## WHAT IS REQUIRED
Reproduce the items from the line containing "Expected output: the position of each instance of the no-parking" through the end of the items, inclusive, substituting "damp" for every occurrence of "wet" and leaving everything else unchanged.

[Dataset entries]
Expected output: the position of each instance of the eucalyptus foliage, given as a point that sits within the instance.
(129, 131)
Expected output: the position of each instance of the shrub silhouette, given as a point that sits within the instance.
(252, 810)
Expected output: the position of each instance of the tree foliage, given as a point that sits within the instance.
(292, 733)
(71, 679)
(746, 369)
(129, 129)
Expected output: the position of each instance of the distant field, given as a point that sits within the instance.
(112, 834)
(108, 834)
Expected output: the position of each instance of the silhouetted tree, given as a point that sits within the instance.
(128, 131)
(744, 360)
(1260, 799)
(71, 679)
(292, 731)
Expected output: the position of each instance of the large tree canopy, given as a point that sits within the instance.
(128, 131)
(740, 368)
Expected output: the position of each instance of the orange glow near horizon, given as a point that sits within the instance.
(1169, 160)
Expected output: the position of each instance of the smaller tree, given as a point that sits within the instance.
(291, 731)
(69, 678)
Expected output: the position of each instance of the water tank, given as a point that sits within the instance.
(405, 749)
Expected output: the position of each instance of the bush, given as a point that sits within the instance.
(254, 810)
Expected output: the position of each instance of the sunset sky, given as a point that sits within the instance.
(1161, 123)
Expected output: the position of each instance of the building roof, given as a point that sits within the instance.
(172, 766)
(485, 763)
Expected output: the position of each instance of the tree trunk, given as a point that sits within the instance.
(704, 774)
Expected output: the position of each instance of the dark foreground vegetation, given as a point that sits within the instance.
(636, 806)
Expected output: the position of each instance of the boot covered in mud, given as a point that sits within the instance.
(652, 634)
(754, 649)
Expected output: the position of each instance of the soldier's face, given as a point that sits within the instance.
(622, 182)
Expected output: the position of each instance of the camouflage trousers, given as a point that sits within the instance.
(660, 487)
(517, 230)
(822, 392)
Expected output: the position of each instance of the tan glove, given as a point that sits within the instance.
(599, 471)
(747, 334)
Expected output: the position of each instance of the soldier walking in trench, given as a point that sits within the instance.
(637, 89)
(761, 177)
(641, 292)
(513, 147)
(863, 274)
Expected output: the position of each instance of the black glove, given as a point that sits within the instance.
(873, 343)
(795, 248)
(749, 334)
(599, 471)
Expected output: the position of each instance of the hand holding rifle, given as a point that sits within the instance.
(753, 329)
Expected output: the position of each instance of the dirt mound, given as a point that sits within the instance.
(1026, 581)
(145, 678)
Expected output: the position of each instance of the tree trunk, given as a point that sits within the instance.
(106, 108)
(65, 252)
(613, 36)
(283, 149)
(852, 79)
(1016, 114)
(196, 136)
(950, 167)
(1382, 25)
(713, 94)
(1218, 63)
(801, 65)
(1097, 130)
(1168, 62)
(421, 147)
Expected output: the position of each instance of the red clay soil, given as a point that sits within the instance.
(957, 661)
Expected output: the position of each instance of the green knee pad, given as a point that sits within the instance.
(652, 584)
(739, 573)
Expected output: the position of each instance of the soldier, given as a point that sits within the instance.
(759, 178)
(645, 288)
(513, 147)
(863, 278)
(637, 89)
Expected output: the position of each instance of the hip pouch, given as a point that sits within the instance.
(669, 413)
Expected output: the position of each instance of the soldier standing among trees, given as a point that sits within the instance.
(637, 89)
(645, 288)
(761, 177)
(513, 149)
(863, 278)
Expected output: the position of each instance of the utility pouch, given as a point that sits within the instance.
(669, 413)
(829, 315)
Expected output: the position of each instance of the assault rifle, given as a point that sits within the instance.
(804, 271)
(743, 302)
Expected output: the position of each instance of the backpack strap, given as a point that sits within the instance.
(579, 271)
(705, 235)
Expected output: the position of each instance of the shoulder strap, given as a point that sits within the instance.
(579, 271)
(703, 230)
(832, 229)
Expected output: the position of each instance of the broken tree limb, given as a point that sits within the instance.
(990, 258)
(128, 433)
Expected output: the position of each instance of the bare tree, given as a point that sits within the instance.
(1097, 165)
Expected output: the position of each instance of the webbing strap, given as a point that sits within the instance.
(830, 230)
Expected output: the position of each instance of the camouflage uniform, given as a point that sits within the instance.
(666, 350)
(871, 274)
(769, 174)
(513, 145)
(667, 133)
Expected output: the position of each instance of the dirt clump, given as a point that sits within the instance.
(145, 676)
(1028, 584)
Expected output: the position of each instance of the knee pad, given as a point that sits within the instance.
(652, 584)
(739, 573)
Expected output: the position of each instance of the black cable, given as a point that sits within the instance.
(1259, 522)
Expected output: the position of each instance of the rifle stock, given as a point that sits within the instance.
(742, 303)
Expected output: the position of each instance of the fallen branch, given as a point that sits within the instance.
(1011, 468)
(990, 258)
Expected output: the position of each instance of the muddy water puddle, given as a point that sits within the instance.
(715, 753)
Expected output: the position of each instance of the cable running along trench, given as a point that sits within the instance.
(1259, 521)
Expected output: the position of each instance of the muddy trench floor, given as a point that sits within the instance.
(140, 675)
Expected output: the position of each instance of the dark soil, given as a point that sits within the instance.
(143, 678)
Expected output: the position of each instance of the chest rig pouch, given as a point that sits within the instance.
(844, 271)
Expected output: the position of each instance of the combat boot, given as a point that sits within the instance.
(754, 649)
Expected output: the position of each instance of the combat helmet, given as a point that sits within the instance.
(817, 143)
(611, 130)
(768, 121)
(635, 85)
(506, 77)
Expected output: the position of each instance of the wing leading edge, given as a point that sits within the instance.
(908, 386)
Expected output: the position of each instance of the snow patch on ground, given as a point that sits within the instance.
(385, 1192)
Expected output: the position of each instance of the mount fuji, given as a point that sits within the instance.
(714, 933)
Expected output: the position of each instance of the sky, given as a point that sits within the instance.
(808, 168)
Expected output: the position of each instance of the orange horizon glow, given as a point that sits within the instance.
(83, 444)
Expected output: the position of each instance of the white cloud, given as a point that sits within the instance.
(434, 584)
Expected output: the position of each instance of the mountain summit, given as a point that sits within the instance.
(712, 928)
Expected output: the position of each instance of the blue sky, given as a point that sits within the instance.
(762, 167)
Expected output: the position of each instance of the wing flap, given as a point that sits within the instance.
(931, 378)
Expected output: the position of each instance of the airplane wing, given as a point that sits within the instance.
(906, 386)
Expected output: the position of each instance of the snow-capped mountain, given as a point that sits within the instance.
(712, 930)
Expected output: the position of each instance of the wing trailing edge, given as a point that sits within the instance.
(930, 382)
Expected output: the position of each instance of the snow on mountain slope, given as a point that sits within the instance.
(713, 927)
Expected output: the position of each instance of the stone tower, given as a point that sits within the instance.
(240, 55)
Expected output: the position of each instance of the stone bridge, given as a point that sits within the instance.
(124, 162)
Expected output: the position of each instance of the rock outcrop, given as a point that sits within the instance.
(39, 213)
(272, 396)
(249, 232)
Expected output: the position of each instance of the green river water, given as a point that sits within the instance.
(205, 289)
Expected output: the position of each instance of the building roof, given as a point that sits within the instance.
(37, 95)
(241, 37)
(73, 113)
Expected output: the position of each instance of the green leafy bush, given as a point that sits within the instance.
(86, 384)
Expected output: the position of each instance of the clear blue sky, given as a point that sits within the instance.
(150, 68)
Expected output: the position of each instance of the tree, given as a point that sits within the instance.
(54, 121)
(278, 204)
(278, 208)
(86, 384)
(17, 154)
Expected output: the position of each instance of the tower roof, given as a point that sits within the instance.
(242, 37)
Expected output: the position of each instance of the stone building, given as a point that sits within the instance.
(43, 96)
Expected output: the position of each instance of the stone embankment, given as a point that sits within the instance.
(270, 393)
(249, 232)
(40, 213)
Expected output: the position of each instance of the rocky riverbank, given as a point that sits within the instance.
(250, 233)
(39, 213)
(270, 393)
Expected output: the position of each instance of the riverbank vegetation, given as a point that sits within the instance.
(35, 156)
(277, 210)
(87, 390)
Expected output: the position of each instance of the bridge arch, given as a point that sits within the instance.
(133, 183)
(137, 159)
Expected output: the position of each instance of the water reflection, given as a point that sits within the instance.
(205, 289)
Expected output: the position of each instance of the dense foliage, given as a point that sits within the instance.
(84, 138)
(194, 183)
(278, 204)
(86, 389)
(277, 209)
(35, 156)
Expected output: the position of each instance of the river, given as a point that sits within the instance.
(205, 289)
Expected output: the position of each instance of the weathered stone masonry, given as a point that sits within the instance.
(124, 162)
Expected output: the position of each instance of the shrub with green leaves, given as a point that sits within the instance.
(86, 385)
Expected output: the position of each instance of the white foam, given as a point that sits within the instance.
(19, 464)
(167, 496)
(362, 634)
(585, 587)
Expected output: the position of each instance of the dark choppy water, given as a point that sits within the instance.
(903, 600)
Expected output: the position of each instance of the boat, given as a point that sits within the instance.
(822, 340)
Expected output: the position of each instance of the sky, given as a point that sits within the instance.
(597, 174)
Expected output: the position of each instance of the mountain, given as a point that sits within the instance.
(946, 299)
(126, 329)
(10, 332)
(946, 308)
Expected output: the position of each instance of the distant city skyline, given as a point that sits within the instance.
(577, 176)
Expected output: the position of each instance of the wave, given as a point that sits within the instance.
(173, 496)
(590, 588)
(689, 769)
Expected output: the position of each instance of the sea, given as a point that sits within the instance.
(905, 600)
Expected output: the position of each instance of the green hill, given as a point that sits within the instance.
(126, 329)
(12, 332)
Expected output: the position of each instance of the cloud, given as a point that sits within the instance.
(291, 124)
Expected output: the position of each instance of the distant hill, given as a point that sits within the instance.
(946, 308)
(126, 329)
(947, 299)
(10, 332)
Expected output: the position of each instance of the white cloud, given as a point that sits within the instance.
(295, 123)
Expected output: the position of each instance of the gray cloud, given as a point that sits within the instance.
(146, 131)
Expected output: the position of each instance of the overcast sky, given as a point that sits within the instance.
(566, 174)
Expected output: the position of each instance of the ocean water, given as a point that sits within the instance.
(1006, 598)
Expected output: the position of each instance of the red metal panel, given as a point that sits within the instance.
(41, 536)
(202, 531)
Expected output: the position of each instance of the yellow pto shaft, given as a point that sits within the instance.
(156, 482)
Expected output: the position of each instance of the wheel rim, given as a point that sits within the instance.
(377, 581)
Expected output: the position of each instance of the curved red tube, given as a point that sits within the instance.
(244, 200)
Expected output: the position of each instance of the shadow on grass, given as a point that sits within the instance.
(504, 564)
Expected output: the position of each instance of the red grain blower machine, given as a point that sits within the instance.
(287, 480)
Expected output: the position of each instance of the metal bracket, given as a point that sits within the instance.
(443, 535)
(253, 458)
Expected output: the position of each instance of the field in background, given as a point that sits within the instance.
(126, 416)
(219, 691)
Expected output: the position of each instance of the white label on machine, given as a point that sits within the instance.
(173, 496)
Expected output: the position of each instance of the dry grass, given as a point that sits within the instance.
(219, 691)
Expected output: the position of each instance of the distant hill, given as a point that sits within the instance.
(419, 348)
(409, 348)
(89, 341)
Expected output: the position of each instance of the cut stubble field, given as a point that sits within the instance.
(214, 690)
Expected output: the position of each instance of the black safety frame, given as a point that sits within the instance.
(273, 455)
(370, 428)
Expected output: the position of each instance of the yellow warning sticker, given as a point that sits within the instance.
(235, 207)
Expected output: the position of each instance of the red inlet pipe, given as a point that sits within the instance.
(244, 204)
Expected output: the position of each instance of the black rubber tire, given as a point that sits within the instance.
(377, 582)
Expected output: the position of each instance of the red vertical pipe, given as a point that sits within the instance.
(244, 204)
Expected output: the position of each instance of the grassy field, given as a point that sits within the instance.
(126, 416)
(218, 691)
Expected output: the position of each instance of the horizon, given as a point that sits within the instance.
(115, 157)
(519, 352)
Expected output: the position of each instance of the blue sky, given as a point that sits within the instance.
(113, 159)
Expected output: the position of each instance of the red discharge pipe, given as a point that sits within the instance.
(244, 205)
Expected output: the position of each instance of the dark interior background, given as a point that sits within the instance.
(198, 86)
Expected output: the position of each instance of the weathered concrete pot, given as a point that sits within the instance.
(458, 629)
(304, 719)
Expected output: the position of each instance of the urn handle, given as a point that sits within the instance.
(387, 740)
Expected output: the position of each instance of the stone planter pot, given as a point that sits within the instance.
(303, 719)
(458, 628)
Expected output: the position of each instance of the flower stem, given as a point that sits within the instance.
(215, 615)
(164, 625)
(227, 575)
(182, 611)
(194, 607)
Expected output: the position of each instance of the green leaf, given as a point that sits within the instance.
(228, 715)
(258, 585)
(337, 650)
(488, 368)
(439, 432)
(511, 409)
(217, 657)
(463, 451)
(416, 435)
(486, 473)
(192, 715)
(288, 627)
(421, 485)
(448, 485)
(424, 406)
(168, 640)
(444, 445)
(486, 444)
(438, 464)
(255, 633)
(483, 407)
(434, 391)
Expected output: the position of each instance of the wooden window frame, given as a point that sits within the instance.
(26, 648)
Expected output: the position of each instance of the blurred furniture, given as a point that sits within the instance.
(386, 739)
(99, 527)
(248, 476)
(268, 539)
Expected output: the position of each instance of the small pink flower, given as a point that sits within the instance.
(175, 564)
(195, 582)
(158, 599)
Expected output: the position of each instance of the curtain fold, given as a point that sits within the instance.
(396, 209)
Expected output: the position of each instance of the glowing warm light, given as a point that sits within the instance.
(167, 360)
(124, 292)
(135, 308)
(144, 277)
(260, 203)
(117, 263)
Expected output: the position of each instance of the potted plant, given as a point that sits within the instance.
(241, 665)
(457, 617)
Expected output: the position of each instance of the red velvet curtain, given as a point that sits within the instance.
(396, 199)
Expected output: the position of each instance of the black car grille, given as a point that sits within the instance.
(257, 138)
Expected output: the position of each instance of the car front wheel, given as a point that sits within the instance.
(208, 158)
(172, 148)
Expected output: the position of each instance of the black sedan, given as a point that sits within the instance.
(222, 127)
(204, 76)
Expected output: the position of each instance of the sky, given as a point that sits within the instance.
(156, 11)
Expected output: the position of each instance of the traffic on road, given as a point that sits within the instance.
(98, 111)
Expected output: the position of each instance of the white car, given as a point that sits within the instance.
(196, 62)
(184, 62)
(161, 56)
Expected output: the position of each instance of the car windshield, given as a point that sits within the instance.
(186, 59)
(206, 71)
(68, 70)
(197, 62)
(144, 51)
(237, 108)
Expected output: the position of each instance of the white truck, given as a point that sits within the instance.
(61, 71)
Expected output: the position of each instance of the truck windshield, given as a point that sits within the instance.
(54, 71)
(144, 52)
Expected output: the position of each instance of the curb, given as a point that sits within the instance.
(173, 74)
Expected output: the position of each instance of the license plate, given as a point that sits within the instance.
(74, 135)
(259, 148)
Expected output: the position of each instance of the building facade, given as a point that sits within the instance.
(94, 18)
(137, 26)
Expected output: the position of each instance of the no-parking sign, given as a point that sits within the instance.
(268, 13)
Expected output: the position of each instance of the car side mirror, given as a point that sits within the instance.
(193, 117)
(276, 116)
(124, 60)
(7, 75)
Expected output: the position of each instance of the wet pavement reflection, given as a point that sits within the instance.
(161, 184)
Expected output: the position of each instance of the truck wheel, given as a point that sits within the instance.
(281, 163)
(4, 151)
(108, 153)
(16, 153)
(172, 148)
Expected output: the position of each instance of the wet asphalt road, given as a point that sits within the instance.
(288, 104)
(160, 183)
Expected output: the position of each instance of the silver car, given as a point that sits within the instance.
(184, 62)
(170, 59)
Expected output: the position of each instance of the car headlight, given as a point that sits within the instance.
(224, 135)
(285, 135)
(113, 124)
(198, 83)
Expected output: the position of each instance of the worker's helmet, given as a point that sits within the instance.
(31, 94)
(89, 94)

## EXERCISE OUTPUT
Expected output: the position of each instance of the no-parking sign, given as a point that sits within the instance.
(268, 13)
Expected output: the position of each instance of the car side mirror, given as a point that sits within the instance.
(193, 117)
(276, 116)
(124, 60)
(7, 75)
Expected output: the position of each instance of the damp pavement reflection, given as a point that sits within the instance.
(161, 184)
Expected output: the position of each instance of the truck wheel, given as a point that sits within the instance.
(281, 163)
(4, 151)
(108, 153)
(16, 153)
(172, 148)
Expected output: the position of each instance of the damp asphalt road, given as a point that sits within the instance.
(288, 104)
(160, 183)
Expected output: the position of each instance of the silver car, given as a point that sits within the instance.
(184, 62)
(170, 59)
Expected output: the position of each instance of the car headlight, given as a point that sits within the instance.
(224, 135)
(285, 135)
(113, 124)
(198, 83)
Expected output: the position of each instance of the worker's helmet, given as a point that sits within the instance.
(31, 94)
(89, 94)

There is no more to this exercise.